INSTRUCTION
Quote the xinetd settings passage word for word, everything from "This could be" down to "are pretty unusual.".

This could be considered a bug or a feature, depending on your
viewpoint.
-
socket_type
- Usually you want this set to "stream" unless you are
using UDP services, in which case set this to "dgram". There's also
"raw" and "seqpacket", but those are pretty unusual.
-
protocol
- This is the protocol to be used for the connection,
usually "tcp" or "udp", though in theory you can use anything from
/etc/protocols.
-
wait
- If set to "no", xinetd will start a new handler for that
service on every connection. If "yes", xinetd expects the handler
to deal with all subsequent connections until it dies. In most
cases, this is "no".
-
server, server_args
- The program name for the handler, and the
parameters it should get. The handler name should not be in the
arguments, as is the case with inetd.
-
port
- The port of the service. Usually unnecessary, since the port is mapped to the service by the /etc/services file.
-
redirect
- Allows xinetd to send all traffic to the service to
another host. Thus, firewalled hosts can accept secure traffic
through a central xinetd forwarder, yet have no connections to the
outside network. This feature can also be adopted, with some work,
to do service failover between two hosts.
-
banner, banner_success, banner_fail
- A custom block of text from a
file to be printed upon any/a successful/an unsuccessful
connection.
-
enabled
- Supplements the "disabled" parameter and the DISABLE flag
on a global level.
-
include, includedir
- Tells xinetd to include a file or a directory.

[Position identification records]

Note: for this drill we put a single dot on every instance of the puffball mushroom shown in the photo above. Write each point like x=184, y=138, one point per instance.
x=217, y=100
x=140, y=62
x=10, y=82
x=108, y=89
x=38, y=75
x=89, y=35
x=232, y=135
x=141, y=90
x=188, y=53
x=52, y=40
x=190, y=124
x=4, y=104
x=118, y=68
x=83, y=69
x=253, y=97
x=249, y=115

OUTPUT FOR THIS EXERCISE
This could be considered a bug or a feature, depending on your
viewpoint.
-
socket_type
- Usually you want this set to "stream" unless you are
using UDP services, in which case set this to "dgram". There's also
"raw" and "seqpacket", but those are pretty unusual.